DATA PROVIDED START

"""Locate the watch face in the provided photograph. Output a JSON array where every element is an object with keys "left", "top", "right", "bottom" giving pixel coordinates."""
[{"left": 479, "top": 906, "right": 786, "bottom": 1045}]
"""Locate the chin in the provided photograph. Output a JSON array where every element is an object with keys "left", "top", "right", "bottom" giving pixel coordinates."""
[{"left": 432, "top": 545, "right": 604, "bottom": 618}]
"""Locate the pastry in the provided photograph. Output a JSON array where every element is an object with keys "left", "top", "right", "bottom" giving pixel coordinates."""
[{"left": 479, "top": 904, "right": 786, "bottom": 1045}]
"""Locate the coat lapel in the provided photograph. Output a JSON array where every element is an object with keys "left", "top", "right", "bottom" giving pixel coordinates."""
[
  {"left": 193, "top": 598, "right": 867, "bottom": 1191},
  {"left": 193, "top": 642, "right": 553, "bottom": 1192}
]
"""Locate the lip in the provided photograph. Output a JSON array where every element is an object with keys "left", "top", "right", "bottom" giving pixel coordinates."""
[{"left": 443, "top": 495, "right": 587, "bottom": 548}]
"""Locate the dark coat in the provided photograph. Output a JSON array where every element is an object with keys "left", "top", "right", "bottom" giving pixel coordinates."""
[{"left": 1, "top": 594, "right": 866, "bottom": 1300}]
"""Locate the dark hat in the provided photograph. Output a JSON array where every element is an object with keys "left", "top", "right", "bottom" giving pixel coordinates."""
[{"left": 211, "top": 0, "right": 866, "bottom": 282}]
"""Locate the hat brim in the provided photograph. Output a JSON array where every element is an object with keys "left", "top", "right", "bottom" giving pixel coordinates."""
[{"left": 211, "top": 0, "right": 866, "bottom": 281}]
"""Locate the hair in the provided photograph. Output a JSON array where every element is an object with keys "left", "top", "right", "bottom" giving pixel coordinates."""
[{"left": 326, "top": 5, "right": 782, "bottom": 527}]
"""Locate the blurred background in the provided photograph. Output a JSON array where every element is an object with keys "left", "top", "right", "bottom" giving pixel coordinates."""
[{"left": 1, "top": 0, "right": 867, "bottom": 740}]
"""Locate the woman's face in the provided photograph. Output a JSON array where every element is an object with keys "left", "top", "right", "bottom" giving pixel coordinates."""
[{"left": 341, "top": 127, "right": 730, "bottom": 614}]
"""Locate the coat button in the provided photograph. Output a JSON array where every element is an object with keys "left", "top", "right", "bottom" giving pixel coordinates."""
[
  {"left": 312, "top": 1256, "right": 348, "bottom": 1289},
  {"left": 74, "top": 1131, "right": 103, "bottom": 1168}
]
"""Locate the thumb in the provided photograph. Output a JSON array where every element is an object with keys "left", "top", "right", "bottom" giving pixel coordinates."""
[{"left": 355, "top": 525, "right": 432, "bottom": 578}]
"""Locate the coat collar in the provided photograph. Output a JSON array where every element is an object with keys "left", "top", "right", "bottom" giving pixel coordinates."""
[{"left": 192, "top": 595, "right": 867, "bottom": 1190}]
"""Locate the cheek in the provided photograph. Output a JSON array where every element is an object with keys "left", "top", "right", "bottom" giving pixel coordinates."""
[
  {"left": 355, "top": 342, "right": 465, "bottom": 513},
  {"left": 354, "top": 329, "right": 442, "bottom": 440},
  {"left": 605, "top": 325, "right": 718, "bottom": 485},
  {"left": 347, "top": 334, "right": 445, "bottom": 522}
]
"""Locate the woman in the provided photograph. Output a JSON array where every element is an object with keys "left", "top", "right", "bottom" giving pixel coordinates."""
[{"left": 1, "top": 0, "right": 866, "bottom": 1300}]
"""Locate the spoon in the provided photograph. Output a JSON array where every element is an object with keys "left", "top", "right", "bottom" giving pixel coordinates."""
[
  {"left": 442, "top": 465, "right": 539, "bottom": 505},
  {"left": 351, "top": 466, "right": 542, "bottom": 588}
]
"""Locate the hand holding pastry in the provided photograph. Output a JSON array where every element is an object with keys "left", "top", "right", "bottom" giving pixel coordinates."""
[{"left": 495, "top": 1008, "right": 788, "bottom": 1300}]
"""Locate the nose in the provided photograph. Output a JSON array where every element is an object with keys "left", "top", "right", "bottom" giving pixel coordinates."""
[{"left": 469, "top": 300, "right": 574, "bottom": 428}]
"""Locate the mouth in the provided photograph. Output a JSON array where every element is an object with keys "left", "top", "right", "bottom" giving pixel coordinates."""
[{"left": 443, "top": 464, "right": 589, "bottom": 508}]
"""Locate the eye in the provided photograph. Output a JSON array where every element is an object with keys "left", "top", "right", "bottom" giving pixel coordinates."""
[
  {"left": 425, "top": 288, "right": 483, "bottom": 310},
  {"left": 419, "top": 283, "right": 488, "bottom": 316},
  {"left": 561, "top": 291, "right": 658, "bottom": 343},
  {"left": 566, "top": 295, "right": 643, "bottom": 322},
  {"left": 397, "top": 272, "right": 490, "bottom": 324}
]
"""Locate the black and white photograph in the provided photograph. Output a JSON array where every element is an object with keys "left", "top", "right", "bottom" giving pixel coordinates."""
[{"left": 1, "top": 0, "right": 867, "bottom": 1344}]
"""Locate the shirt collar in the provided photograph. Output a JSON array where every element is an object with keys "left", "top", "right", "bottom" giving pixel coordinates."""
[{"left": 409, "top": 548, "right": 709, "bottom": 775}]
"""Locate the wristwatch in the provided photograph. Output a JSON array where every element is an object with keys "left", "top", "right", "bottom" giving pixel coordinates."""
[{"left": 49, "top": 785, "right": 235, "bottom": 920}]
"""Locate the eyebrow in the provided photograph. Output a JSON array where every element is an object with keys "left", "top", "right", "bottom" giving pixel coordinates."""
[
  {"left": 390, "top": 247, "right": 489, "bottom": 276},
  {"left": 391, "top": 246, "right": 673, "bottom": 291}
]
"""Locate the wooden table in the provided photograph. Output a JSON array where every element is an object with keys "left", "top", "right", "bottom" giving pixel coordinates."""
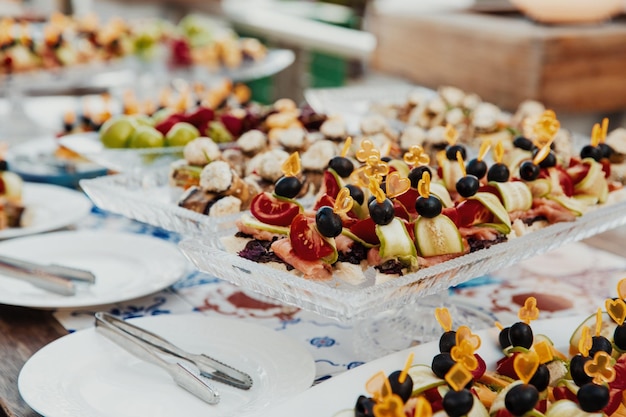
[
  {"left": 368, "top": 8, "right": 626, "bottom": 113},
  {"left": 0, "top": 307, "right": 66, "bottom": 417}
]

DATA PROVIDED END

WORK ITEM: Print the material above verbatim except the pictures.

REPLY:
"""Locate the watch face in the provided photograph. Output a JSON array where every element is an object with keys "left", "top", "right", "bottom" giving pixel coordinates."""
[{"left": 479, "top": 906, "right": 786, "bottom": 1045}]
"""Locate the chin in the provided photograph. Output a JSON array where every element is an object with keys "left", "top", "right", "bottom" giving pixel coordinates."""
[{"left": 432, "top": 545, "right": 604, "bottom": 618}]
"""Locate the pastry in the provided photograph. Output a JSON array where every element is an object with keys "left", "top", "right", "bottom" giving pixel coordinates."""
[{"left": 479, "top": 904, "right": 786, "bottom": 1045}]
"""Locate the coat lapel in the provided photograph. Output a JSON array where every element is an object with keys "left", "top", "right", "bottom" giving pixel coordinates."""
[
  {"left": 193, "top": 598, "right": 867, "bottom": 1191},
  {"left": 193, "top": 642, "right": 553, "bottom": 1192}
]
"""Locate the lip in the provided photograph. Output a JSON array where every element is an object with keys "left", "top", "right", "bottom" giving pixel coordinates."""
[{"left": 443, "top": 495, "right": 587, "bottom": 548}]
"""Locate the dark coat in the provided photograph. Output a JSON array where every element is an object with keys "left", "top", "right", "bottom" giving pixel coordinates."""
[{"left": 1, "top": 594, "right": 866, "bottom": 1300}]
"""Locate the dark hat in the provided photograph. Output a JSON array where every element is an object with keys "left", "top", "right", "bottom" giving pixel coordinates."""
[{"left": 211, "top": 0, "right": 866, "bottom": 282}]
"""Locate the hat brim in the provided photograph. Output a JSON array where every element is an object with keys "left", "top", "right", "bottom" giving pixel coordinates."""
[{"left": 211, "top": 0, "right": 866, "bottom": 281}]
"""Locate the hair in the provided photograph. Output a JSON array where every element is an object with keys "left", "top", "right", "bottom" giving pixel coordinates."""
[{"left": 326, "top": 5, "right": 782, "bottom": 527}]
"""Locate the blurred background in the provided photograph. Output a JSON array where every element is an object with keys "left", "top", "right", "bottom" giving pixel coordinates."""
[{"left": 1, "top": 0, "right": 867, "bottom": 740}]
"""Locate the woman's face in the provided photograph. Output a JSON array where every element is an object with keys "left", "top", "right", "bottom" giving pixel coordinates."""
[{"left": 341, "top": 127, "right": 730, "bottom": 614}]
"""Locate the coat button in the provided photograph. Output a JSON array where every element is an object with keys "left", "top", "right", "bottom" giving pixel coordinates."""
[
  {"left": 312, "top": 1256, "right": 348, "bottom": 1289},
  {"left": 74, "top": 1131, "right": 103, "bottom": 1168}
]
"""Locate the thumb in the provided photograph. Output a JSON array where every element is an object with keys "left", "top", "right", "bottom" giving pixel coordinates."""
[{"left": 355, "top": 525, "right": 432, "bottom": 578}]
"""Locate the coat collar in the provided photograph. Output a JSON array where every element is an object with keys "left", "top", "right", "bottom" giving pixel coordinates."""
[{"left": 192, "top": 595, "right": 867, "bottom": 1190}]
"""Locate the cheek in the provided photograph. Output a JSON array where every element is an object with keys "left", "top", "right", "bottom" giving pixel coordinates."""
[
  {"left": 355, "top": 342, "right": 465, "bottom": 513},
  {"left": 354, "top": 329, "right": 442, "bottom": 440},
  {"left": 605, "top": 325, "right": 718, "bottom": 485},
  {"left": 347, "top": 334, "right": 445, "bottom": 522}
]
"""Locate the woman in the provided photograph. Output a JSON array where every element is an object with keys "left", "top", "right", "bottom" giving pixel coordinates."""
[{"left": 1, "top": 0, "right": 866, "bottom": 1300}]
"""Locate the spoon in the provided photograph. Output a JSON array where every element is an object with keys "left", "top", "right", "bottom" giving pixel coordinates."""
[
  {"left": 442, "top": 465, "right": 539, "bottom": 505},
  {"left": 351, "top": 466, "right": 542, "bottom": 588}
]
"""Locate the hand holding pastry in the provided photograph. Output a JSON array where every element is an object with keys "left", "top", "right", "bottom" giving pixel coordinates."""
[{"left": 495, "top": 1008, "right": 788, "bottom": 1300}]
"""Locate the nose in the provided photograph. Output a JSON array where every element is an object with keys "left", "top", "right", "bottom" giving pixel coordinates."""
[{"left": 469, "top": 300, "right": 574, "bottom": 428}]
"""Locate the mouth in the provided photograph. Output a JSON array where every element is an object with keys "left", "top", "right", "bottom" giving pixel coordinates."""
[{"left": 443, "top": 464, "right": 589, "bottom": 508}]
"""Locate the eye in the provided photograph. Output a JSON array where every element is an object with keys "left", "top", "right", "bottom" giving pixel coordinates."""
[
  {"left": 425, "top": 288, "right": 483, "bottom": 310},
  {"left": 419, "top": 283, "right": 488, "bottom": 316},
  {"left": 561, "top": 291, "right": 658, "bottom": 343},
  {"left": 566, "top": 295, "right": 643, "bottom": 322},
  {"left": 397, "top": 272, "right": 490, "bottom": 324}
]
"""Locate the black and white photograph in the provided photograph. Output a JSON array where every element is an object with keys "left", "top", "right", "bottom" giving pixel coordinates."""
[{"left": 1, "top": 0, "right": 867, "bottom": 1344}]
"""Locate the shirt collar in the provided photograph. Output a JSON array where every element is an object with keys "left", "top", "right", "bottom" giving pixel coordinates."""
[{"left": 409, "top": 548, "right": 709, "bottom": 775}]
"""Locate the wristwatch in the provided photograph. Output a JSON array where every element is an object with keys "left", "top", "right", "bottom" giving pixel coordinates."""
[{"left": 49, "top": 785, "right": 235, "bottom": 920}]
"""Locate the eyebrow in the provided photograph. Output a JSON array where every element is an object with keys "left", "top", "right", "bottom" giving pixel coordinates."""
[
  {"left": 390, "top": 247, "right": 489, "bottom": 276},
  {"left": 391, "top": 246, "right": 673, "bottom": 291}
]
"""Locate the wooden table in the provided photograph. Output a JSON array where every element is an object with keys "left", "top", "right", "bottom" giving pixel coordinates."""
[
  {"left": 368, "top": 8, "right": 626, "bottom": 113},
  {"left": 0, "top": 307, "right": 66, "bottom": 417}
]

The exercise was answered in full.